### GIVEN INFORMATION
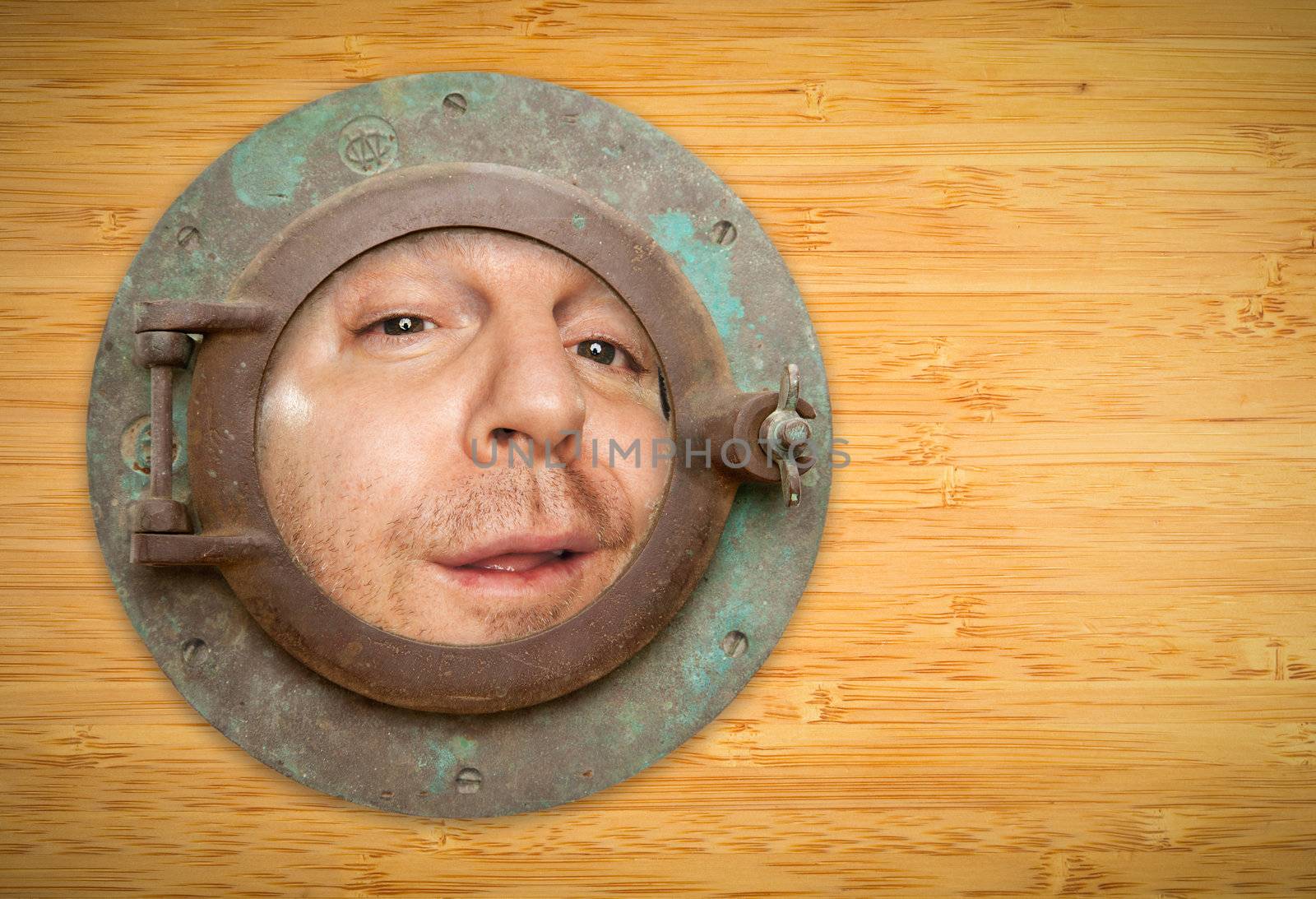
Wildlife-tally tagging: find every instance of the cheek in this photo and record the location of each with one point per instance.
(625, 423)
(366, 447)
---
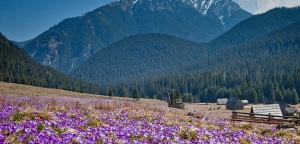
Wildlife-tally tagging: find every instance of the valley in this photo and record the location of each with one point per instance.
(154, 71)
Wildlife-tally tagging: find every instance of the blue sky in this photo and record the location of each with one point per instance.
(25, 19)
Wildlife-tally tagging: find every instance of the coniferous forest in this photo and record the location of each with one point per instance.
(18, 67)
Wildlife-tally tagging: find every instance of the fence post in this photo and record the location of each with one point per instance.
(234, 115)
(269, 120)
* * *
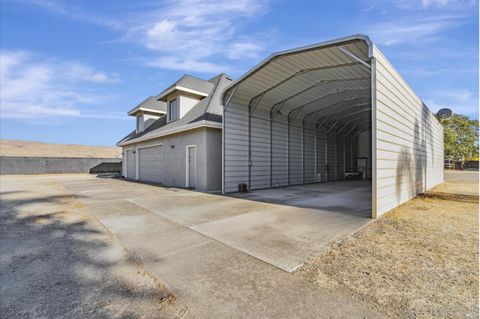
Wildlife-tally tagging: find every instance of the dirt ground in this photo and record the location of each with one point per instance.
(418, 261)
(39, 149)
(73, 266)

### SHORT TASK
How many lines of the records above contain the string "instance"? Matching is case-sensitive. Reply with the number alone.

### COMPLETE ANSWER
6